Starting at the line that contains "Where can the person in mint" and continuing through the last line of the rows below, output each line as a Markdown table with the columns No. and Line, numbering the lines in order and leaving out any blank lines.

Start of Excerpted records

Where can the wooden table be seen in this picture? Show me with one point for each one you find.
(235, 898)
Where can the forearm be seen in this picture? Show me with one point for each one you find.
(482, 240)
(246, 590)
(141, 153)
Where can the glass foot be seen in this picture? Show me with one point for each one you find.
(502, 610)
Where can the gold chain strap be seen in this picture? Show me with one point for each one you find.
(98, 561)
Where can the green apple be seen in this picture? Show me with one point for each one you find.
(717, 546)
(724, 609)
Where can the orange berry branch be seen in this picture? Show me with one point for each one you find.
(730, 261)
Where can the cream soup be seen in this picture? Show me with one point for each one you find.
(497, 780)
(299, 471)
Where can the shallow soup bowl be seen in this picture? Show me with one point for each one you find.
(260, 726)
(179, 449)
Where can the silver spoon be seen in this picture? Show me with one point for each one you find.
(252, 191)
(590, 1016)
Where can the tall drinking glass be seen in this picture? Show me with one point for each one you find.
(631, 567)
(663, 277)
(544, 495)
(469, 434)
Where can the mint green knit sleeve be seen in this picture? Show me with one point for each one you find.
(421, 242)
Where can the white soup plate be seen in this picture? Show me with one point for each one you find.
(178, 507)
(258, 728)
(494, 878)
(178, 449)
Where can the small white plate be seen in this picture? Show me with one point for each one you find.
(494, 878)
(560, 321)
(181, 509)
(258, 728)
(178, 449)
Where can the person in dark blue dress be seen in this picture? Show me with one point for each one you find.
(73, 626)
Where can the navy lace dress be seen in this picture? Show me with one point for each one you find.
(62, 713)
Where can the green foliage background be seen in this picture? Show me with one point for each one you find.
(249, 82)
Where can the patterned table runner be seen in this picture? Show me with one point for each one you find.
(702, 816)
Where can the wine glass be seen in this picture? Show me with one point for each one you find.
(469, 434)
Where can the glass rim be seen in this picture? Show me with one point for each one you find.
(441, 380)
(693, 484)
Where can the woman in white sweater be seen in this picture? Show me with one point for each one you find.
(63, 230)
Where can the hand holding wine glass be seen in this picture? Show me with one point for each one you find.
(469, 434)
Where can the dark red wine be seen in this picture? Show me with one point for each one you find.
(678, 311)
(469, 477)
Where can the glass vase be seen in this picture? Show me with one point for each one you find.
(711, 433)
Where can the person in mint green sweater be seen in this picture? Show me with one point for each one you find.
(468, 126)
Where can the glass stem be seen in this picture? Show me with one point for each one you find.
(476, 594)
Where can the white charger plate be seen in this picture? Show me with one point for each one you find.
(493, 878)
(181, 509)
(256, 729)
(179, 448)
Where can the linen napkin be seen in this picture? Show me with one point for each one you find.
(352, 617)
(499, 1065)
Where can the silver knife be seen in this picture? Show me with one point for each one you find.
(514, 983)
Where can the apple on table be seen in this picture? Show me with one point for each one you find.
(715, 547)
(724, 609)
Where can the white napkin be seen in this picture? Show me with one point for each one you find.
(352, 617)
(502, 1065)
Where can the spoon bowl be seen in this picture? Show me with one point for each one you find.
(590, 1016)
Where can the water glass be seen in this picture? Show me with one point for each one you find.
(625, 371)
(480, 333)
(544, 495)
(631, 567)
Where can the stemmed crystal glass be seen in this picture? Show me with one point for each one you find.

End of Excerpted records

• **Final result**
| No. | Line |
|---|---|
| 1 | Where can the person in mint green sweater be seen in this picture? Show me with one point for each one you find. |
| 2 | (468, 126) |
| 3 | Where can the glass stem be seen in this picture? Show me with one point for each one you find. |
| 4 | (476, 594) |
| 5 | Where can the white charger plate be seen in this picture? Show me with one point for each one you find. |
| 6 | (493, 878) |
| 7 | (181, 509) |
| 8 | (256, 729) |
| 9 | (179, 448) |
| 10 | Where can the linen napkin be seen in this picture? Show me with one point for each one you find. |
| 11 | (352, 617) |
| 12 | (499, 1065) |
| 13 | Where can the silver knife be seen in this picture? Show me with one point for each one you find. |
| 14 | (514, 983) |
| 15 | Where can the apple on table be seen in this picture? Show me with one point for each one you find. |
| 16 | (715, 547) |
| 17 | (724, 609) |
| 18 | Where can the white napkin be seen in this picture? Show me with one point for each one you find. |
| 19 | (352, 617) |
| 20 | (502, 1065) |
| 21 | Where can the spoon bowl be seen in this picture? Show me with one point for each one you find. |
| 22 | (590, 1016) |
| 23 | Where can the water glass be seen in this picture? Show me with one point for each one you find. |
| 24 | (625, 371) |
| 25 | (480, 333) |
| 26 | (544, 495) |
| 27 | (631, 567) |
| 28 | Where can the stemmed crystal glass be seen in this picture? Show me with one point for each one you find. |